Goal of the exercise
Filter the listing below, keeping only the lines with the word "grass".

** Records for processing follows **

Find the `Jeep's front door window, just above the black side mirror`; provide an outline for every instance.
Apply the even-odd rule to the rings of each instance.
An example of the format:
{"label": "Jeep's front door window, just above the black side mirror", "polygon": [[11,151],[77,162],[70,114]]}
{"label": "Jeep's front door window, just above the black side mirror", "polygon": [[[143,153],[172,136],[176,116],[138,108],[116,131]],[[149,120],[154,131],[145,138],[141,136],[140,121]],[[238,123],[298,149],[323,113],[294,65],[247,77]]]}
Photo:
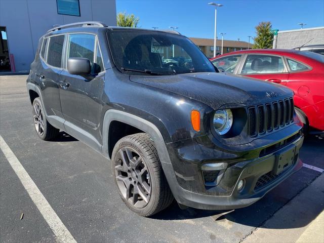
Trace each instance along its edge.
{"label": "Jeep's front door window, just above the black side mirror", "polygon": [[88,58],[93,64],[96,37],[93,34],[70,34],[67,58]]}

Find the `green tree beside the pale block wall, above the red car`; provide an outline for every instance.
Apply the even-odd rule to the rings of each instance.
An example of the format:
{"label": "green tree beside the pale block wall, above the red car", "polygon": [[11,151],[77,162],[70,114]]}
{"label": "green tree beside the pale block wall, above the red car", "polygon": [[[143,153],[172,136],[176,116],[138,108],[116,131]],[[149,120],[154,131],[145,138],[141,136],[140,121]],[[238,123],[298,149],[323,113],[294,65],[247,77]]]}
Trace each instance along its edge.
{"label": "green tree beside the pale block wall, above the red car", "polygon": [[257,37],[254,38],[253,49],[272,48],[273,34],[271,33],[271,28],[270,22],[260,22],[255,27]]}

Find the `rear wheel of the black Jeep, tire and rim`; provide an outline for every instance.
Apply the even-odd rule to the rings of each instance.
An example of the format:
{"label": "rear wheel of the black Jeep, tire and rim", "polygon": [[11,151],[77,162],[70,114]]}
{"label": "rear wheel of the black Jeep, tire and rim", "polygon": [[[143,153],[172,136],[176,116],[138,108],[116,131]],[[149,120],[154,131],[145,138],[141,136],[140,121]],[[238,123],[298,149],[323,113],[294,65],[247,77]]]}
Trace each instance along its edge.
{"label": "rear wheel of the black Jeep, tire and rim", "polygon": [[44,107],[39,97],[35,98],[32,103],[32,114],[36,134],[42,140],[52,140],[57,137],[60,130],[54,128],[46,119]]}

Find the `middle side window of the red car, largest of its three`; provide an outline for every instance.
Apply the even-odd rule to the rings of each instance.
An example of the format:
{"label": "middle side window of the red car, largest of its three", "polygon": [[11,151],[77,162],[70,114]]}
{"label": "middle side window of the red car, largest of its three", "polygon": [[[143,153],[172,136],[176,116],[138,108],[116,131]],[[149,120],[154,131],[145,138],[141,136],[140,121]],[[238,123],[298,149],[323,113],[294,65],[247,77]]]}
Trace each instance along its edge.
{"label": "middle side window of the red car, largest of its three", "polygon": [[241,74],[285,72],[281,57],[271,55],[248,55]]}

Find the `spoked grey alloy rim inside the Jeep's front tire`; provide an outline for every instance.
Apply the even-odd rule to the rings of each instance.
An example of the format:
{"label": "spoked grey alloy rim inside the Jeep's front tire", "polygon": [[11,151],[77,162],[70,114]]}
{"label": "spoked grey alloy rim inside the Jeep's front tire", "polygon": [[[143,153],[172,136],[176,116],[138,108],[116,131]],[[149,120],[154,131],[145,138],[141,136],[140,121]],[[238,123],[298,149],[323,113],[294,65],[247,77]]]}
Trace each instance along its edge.
{"label": "spoked grey alloy rim inside the Jeep's front tire", "polygon": [[114,161],[119,191],[134,208],[144,208],[151,197],[150,176],[144,159],[131,147],[122,147]]}

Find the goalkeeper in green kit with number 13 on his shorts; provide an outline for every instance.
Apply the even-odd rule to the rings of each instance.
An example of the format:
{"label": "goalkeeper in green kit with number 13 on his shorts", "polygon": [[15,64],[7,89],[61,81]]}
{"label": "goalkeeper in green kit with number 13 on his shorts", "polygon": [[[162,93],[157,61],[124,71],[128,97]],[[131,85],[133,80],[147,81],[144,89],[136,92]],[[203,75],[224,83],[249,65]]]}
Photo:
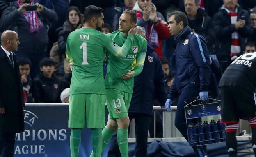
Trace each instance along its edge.
{"label": "goalkeeper in green kit with number 13 on his shorts", "polygon": [[[107,34],[114,45],[124,44],[129,29],[136,25],[134,11],[126,10],[119,18],[119,30]],[[146,57],[147,42],[135,34],[132,45],[125,58],[113,57],[107,53],[107,75],[105,77],[106,102],[109,111],[107,125],[102,130],[103,146],[107,146],[117,131],[117,142],[122,157],[128,157],[128,109],[133,93],[133,77],[142,72]],[[107,50],[108,52],[109,50]],[[90,157],[93,157],[94,152]]]}

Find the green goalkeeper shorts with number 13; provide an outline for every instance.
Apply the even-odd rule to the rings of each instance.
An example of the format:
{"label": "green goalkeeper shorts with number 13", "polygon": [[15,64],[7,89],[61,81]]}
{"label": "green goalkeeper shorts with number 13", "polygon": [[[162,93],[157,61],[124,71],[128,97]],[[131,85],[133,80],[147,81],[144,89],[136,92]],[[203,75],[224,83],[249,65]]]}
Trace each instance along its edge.
{"label": "green goalkeeper shorts with number 13", "polygon": [[117,89],[106,89],[106,102],[108,119],[117,119],[128,116],[132,93],[126,93]]}

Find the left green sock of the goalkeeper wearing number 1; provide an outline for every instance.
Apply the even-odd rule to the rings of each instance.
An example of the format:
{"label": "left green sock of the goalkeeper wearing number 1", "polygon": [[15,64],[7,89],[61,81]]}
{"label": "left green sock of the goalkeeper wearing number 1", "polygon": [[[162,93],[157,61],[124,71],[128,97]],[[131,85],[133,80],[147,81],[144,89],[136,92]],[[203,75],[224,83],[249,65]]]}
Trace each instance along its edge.
{"label": "left green sock of the goalkeeper wearing number 1", "polygon": [[71,128],[70,135],[70,151],[71,157],[78,157],[79,154],[79,146],[81,143],[81,130],[78,128]]}

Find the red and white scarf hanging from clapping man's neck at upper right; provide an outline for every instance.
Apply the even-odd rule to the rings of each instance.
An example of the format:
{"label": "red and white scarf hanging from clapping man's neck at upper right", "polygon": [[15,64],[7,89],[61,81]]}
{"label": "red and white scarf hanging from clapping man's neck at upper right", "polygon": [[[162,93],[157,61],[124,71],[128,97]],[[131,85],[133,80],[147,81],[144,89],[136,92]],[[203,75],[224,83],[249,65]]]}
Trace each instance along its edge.
{"label": "red and white scarf hanging from clapping man's neck at upper right", "polygon": [[[238,9],[235,9],[235,13],[231,13],[229,11],[229,9],[226,9],[225,10],[229,13],[230,15],[230,19],[231,19],[231,24],[235,24],[237,22],[237,16],[238,16]],[[237,31],[233,32],[232,33],[232,40],[231,40],[231,48],[230,48],[230,56],[233,57],[235,55],[238,55],[238,53],[241,52],[241,47],[239,45],[239,34]]]}

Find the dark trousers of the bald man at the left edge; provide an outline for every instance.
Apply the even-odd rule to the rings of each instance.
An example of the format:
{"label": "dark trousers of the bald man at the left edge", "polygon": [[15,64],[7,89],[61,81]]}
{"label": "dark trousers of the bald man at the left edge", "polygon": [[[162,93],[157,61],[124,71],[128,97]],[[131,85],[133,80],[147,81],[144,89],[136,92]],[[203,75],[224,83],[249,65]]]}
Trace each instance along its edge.
{"label": "dark trousers of the bald man at the left edge", "polygon": [[15,134],[12,132],[0,132],[0,157],[13,157]]}

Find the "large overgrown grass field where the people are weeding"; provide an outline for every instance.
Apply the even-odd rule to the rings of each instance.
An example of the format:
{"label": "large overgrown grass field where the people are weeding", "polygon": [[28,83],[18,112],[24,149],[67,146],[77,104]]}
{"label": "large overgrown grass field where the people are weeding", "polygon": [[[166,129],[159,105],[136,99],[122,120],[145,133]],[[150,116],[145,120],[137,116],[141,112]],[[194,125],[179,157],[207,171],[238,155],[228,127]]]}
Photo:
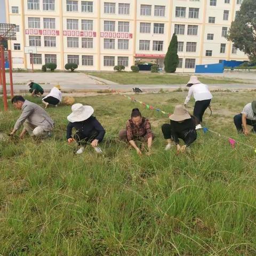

** End of Records for processing **

The answer
Find the "large overgrown grass field where the people are weeding"; provide an outline for every instance.
{"label": "large overgrown grass field where the people are weeding", "polygon": [[28,83],[18,112],[24,149],[67,146],[77,104]]}
{"label": "large overgrown grass field where the people are weeding", "polygon": [[[166,129],[159,105],[136,99],[122,120],[145,133]],[[150,116],[145,120],[137,116],[141,112]],[[194,125],[179,157],[207,171],[238,155],[228,127]]]}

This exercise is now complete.